- SUPPLIED TEXT:
# Supper



## Paymaster (Jan 9, 2012)

My Dad passed away Monday and it has been a long,trying and emotional week. It was nice to just finally relax and have a nice meal at home.








Save​


----------



## fla_scout (Sep 28, 2007)

Sorry for your loss Paymaster. I have a feeling your dads mouth watered a little when he looked down and saw that plate of food.


----------



## Mac1528 (Mar 24, 2012)

Sorry to hear about your loss PM. Prayers being lifted for you and your family. I know he enjoyed some of those fantistic meals that you've posted on hear. Those will be your memories forever and no one can take those away. 

Sent from my SAMSUNG-SM-G530AZ using Tapatalk


----------



## smooth move (Sep 25, 2012)

prayers for your family.


----------



## Paymaster (Jan 9, 2012)

Thank you all very much.


----------



## 706Z (Mar 30, 2011)

Sorry for your loss. 


Sent from my iPhone using Tapatalk


----------



## ChileRelleno (Jul 7, 2012)

Wow, sorry to hear that.
I remember all too well losing mine.

Great plate of food, double surf and the tater counts as turf.


----------



## John B. (Oct 2, 2007)

Sorry to hear that. My dad passed away 11 years ago this week. It's never easy but it will get better. Remember the fun times!

Sent from my SM-G900V using Tapatalk


----------



## Flounder Hounder (Nov 9, 2008)

Paymaster, Sorry to hear about your Dad. Prayers sent your way.

Thank you for all of your always excellent posts.


----------



## Paymaster (Jan 9, 2012)

Thank you all.


----------



## GROUPERKING (Sep 28, 2011)

Sorry about your dad brother.


----------



## Try'n Hard (Oct 23, 2008)

Sorry about your dad. I'm sure it'll get easier


----------



## Smarty (Nov 23, 2008)

Very sorry to hear about the passing of your Father. By all of your family oriented posts he did a great job raising you. Thanks for all of your contributions here and please keep them coming.


----------



## Paymaster (Jan 9, 2012)

Thank you all. You all are a great bunch!


----------

- SHORT TASK: Update a passage of the supper thread, swapping "contributions" for "posts": begin at the words "## Try'n Hard" and stop after "keep them coming.". The records have no connection to the supper thread.

- DATASET RECORDS:

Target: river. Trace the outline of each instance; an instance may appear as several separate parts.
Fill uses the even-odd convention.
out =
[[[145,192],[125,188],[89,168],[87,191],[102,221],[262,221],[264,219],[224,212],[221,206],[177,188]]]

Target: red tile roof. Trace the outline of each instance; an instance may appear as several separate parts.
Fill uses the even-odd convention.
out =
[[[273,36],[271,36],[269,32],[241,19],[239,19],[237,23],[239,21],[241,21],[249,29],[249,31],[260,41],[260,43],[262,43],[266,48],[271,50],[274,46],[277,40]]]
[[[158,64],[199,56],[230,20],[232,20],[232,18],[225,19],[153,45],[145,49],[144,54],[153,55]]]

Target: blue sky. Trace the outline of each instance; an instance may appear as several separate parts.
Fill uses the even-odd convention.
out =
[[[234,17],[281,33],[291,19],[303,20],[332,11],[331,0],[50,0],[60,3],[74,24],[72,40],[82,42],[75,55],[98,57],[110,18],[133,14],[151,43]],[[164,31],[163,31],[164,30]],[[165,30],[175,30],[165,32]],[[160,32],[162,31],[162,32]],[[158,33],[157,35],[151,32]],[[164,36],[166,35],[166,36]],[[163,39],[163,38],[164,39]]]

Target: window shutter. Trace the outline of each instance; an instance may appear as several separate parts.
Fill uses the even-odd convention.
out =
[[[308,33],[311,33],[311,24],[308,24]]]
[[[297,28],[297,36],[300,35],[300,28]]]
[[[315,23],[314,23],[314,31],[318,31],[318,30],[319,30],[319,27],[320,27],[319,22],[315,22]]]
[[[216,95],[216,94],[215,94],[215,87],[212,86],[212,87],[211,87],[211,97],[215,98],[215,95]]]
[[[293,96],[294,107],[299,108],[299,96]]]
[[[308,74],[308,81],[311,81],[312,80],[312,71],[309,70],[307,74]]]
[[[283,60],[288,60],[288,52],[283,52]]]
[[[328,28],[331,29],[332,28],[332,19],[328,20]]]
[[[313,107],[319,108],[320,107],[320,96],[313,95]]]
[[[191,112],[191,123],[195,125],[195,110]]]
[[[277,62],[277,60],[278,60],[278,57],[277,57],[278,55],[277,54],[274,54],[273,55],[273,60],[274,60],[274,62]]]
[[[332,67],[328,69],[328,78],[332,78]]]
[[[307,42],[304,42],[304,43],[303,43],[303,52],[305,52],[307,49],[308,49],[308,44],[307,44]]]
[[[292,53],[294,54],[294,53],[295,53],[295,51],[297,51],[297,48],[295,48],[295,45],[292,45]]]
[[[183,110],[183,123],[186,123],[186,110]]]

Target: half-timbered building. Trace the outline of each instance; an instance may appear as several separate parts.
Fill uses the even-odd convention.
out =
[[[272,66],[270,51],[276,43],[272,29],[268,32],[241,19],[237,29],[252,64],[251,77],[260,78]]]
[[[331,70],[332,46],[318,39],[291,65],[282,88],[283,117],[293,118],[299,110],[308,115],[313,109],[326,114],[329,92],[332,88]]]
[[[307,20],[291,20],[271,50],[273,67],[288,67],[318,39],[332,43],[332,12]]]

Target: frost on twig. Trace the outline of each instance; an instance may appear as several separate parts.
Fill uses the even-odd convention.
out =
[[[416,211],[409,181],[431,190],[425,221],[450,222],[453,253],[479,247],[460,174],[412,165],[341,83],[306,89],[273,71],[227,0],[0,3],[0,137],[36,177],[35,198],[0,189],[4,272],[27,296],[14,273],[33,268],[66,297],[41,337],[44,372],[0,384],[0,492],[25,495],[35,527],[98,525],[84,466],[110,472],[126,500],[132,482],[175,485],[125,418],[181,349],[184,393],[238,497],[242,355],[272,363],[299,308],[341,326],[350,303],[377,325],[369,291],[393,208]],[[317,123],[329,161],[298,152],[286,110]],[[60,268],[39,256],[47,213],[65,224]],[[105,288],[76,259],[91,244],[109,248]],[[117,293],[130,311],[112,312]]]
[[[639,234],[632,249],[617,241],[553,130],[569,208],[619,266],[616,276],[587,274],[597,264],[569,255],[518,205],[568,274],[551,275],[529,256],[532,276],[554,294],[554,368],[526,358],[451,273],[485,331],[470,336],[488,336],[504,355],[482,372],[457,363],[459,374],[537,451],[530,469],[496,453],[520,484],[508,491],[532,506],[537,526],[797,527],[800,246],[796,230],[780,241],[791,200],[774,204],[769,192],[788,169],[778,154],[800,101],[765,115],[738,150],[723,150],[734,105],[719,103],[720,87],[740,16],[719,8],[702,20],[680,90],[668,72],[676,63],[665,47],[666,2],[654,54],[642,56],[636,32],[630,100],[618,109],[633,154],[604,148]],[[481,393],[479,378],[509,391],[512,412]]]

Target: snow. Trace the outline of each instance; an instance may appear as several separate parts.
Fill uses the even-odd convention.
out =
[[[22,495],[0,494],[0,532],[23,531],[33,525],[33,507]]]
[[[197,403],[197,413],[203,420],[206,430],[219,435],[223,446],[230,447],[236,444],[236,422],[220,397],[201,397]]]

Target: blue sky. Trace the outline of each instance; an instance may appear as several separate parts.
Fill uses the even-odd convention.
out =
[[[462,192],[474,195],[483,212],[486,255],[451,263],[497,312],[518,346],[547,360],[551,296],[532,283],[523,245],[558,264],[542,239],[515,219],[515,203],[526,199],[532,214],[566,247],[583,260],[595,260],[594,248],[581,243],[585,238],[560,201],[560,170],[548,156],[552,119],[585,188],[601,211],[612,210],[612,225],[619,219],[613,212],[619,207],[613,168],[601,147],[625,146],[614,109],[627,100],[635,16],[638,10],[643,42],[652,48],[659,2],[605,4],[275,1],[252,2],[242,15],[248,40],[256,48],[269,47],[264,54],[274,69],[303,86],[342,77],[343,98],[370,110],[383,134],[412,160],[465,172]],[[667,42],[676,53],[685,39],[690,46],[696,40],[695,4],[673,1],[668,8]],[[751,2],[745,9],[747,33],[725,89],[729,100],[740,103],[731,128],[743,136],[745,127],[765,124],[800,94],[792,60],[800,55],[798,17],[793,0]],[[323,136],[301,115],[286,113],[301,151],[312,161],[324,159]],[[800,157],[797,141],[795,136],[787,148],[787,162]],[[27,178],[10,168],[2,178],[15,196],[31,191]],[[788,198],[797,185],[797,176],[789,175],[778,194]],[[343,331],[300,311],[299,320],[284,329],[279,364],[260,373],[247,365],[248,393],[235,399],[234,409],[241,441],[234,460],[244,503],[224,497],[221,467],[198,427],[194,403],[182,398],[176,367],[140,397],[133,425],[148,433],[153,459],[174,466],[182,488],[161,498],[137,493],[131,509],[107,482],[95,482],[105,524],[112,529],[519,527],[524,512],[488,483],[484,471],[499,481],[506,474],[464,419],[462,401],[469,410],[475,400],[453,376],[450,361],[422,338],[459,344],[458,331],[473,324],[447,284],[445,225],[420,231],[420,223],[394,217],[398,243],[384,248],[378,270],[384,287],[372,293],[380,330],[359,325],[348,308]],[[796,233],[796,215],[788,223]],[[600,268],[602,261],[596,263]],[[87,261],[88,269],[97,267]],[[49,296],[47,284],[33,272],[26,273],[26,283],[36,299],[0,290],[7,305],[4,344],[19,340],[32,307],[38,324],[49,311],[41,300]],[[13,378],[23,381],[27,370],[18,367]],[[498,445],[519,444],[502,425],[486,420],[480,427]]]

- TASK ANSWER:
## Try'n Hard (Oct 23, 2008)

Sorry about your dad. I'm sure it'll get easier


----------



## Smarty (Nov 23, 2008)

Very sorry to hear about the passing of your Father. By all of your family oriented posts he did a great job raising you. Thanks for all of your posts here and please keep them coming.